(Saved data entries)
• • • • • • •
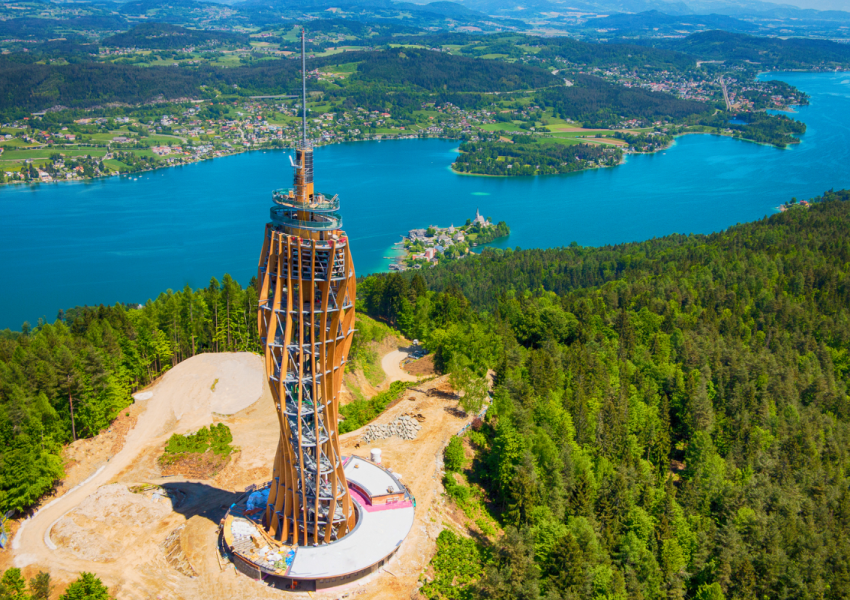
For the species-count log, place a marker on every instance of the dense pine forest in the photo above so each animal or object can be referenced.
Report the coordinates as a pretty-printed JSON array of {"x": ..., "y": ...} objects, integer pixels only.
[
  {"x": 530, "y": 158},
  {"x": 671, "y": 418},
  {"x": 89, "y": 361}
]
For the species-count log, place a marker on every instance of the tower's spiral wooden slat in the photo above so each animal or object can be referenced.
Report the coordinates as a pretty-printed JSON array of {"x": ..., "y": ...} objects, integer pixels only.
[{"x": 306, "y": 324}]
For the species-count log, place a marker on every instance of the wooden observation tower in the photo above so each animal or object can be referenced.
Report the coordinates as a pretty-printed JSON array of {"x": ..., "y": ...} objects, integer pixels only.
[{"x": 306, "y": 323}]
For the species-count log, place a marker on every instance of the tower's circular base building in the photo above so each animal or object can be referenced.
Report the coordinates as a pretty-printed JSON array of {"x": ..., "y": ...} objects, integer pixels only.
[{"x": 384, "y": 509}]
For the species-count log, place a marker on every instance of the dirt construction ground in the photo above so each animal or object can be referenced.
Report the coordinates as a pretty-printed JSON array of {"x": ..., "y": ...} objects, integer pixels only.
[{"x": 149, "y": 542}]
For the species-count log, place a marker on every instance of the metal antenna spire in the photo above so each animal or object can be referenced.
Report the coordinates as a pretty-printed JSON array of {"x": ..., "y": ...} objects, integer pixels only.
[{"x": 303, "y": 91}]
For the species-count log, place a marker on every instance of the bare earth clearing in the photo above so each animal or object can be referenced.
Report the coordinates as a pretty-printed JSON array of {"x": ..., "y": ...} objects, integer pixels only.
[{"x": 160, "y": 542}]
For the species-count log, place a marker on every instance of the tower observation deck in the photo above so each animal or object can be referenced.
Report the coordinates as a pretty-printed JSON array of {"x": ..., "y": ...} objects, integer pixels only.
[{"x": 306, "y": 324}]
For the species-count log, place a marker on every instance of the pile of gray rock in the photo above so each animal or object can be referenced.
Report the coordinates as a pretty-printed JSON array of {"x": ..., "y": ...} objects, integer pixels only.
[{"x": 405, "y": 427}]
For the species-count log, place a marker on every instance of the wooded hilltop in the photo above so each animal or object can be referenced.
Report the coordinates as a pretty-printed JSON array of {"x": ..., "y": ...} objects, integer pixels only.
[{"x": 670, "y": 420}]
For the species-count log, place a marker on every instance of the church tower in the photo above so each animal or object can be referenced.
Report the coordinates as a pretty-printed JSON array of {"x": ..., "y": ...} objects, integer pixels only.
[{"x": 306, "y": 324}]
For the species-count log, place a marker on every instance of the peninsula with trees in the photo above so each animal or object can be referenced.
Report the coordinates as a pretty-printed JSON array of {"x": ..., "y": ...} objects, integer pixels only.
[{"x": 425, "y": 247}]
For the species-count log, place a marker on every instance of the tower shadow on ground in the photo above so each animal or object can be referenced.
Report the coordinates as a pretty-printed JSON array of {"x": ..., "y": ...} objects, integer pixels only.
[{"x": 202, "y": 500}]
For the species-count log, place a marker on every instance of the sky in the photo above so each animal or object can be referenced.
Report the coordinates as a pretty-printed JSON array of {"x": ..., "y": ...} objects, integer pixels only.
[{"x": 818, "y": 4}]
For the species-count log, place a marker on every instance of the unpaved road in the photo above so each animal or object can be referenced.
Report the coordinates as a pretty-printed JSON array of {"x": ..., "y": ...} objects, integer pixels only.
• • • • • • •
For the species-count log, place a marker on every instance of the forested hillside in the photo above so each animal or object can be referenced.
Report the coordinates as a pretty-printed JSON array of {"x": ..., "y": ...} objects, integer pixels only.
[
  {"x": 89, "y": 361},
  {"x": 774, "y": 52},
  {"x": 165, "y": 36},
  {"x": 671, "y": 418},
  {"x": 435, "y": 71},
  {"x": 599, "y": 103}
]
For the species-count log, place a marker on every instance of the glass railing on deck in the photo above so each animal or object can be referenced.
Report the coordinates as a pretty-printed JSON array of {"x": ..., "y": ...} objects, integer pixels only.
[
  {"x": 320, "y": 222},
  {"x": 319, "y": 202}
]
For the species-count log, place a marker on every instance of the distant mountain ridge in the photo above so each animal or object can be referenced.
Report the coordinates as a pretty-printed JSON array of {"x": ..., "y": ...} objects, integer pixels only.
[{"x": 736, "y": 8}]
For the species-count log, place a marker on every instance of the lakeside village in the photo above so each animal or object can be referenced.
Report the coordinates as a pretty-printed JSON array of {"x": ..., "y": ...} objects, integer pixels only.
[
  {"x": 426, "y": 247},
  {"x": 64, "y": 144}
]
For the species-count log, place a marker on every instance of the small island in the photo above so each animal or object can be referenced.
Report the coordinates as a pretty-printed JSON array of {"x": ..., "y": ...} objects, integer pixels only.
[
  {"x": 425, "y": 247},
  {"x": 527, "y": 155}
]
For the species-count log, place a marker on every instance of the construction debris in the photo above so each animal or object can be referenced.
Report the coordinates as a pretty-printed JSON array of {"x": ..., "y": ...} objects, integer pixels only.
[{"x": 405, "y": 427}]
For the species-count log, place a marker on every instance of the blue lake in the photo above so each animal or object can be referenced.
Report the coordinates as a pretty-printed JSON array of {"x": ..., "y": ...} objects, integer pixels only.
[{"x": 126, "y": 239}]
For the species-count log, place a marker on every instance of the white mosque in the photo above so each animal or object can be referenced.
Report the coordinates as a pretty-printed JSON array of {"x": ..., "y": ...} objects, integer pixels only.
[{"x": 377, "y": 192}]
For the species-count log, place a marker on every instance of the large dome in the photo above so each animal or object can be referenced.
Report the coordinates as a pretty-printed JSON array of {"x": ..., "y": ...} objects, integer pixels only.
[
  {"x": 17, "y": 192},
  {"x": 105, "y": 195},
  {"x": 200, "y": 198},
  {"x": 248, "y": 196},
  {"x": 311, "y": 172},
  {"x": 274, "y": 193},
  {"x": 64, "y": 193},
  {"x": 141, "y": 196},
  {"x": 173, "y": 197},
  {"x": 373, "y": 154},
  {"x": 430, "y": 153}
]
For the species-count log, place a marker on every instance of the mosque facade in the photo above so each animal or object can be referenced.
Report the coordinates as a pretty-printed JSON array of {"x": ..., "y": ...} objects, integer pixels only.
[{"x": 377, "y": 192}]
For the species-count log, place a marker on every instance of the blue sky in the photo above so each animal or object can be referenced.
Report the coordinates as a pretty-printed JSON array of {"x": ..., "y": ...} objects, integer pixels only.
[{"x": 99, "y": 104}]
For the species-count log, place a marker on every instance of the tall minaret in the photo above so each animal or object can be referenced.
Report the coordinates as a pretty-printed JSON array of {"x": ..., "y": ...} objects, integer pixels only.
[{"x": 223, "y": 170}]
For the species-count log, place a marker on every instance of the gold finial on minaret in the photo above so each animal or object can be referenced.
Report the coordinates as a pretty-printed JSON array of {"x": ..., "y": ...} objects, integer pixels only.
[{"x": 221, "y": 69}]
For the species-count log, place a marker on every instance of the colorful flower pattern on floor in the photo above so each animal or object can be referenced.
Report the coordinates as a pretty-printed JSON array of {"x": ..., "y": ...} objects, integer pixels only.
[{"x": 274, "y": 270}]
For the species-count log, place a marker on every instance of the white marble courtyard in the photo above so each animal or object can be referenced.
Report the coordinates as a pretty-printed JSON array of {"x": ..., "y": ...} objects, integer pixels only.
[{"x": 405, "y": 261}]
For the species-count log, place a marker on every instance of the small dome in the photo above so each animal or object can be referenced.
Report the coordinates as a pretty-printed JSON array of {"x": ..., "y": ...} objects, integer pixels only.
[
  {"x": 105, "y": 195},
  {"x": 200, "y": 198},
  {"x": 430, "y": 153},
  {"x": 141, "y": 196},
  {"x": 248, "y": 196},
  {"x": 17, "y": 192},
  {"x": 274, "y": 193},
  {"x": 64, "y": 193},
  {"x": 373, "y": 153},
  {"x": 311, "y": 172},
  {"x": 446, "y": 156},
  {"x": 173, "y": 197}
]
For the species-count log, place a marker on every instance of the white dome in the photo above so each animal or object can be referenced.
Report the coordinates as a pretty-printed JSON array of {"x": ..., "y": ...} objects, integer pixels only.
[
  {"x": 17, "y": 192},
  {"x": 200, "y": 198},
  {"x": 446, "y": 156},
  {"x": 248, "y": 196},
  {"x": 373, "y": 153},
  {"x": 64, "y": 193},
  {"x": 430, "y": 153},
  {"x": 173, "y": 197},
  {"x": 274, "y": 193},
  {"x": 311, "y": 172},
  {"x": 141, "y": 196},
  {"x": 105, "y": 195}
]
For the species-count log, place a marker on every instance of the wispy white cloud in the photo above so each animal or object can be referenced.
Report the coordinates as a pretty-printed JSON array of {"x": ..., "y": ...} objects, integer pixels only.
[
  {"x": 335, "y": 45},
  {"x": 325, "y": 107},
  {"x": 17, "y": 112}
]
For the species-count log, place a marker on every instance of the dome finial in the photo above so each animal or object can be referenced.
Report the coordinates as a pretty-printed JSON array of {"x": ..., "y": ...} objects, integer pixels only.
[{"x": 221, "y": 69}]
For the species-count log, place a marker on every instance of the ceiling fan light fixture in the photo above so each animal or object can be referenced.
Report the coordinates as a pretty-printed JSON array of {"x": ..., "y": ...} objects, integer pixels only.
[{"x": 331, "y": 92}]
• • • • • • •
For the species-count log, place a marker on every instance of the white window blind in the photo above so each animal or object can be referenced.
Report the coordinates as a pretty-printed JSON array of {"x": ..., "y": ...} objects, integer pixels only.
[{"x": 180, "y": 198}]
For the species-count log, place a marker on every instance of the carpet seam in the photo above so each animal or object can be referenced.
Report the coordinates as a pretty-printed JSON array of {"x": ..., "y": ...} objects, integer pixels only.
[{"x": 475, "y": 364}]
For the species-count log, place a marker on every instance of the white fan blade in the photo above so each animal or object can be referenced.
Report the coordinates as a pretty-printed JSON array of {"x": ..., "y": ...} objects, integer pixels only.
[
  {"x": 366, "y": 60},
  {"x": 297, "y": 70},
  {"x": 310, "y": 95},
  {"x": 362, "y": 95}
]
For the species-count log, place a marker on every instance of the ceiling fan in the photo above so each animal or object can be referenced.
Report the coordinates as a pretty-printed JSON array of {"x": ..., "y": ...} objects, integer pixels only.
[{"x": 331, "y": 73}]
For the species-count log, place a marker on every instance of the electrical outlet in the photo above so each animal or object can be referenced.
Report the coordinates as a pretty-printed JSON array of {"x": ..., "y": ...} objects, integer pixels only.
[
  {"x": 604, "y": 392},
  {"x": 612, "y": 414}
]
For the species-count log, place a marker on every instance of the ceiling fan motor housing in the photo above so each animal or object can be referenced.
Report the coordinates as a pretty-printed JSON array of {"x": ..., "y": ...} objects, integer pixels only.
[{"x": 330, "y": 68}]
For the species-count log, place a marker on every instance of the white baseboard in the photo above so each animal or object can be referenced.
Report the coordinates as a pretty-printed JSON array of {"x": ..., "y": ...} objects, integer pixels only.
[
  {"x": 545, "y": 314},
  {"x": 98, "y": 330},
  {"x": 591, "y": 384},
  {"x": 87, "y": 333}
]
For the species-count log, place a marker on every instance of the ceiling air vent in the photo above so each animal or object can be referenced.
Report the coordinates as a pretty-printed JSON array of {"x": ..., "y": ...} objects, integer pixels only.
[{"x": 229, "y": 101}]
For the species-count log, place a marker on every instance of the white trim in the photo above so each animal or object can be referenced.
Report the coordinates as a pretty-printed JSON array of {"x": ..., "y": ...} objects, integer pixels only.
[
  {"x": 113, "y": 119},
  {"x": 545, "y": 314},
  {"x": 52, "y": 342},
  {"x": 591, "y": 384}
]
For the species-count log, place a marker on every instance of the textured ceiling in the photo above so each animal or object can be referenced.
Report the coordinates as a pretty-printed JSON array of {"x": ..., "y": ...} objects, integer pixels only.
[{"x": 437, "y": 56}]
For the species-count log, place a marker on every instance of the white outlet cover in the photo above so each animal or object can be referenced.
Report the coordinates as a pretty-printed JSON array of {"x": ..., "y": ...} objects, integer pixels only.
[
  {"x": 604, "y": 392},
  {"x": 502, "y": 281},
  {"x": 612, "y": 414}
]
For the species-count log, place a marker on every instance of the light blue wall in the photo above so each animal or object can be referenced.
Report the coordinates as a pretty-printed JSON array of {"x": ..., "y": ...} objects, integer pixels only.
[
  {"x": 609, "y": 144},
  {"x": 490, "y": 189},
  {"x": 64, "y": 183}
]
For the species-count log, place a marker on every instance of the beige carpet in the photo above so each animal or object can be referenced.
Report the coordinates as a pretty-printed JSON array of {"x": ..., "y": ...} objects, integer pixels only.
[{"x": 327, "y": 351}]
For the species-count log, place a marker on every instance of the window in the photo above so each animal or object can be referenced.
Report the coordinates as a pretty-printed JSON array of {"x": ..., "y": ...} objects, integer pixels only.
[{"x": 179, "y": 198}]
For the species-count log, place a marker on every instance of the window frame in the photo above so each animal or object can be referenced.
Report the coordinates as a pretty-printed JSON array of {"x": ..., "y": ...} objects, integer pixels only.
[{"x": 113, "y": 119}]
• • • • • • •
■ **Exercise brief**
Print, without alteration, only the lines above between the one holding "the small dome" and the one holding "the white dome", inclusive.

■ **Response area**
For the species-count log, place a marker on every instance of the small dome in the photo above so each animal or object can be referenced.
Report the coordinates as a pretty-printed JSON array of {"x": ..., "y": ...} objects, integer pixels only.
[
  {"x": 105, "y": 195},
  {"x": 200, "y": 198},
  {"x": 430, "y": 153},
  {"x": 141, "y": 196},
  {"x": 248, "y": 196},
  {"x": 17, "y": 192},
  {"x": 274, "y": 193},
  {"x": 64, "y": 193},
  {"x": 373, "y": 153},
  {"x": 311, "y": 172},
  {"x": 446, "y": 156},
  {"x": 173, "y": 197}
]
For the species-count log, place a marker on every instance of the white dome in the photo above so each animal or object can be referenced.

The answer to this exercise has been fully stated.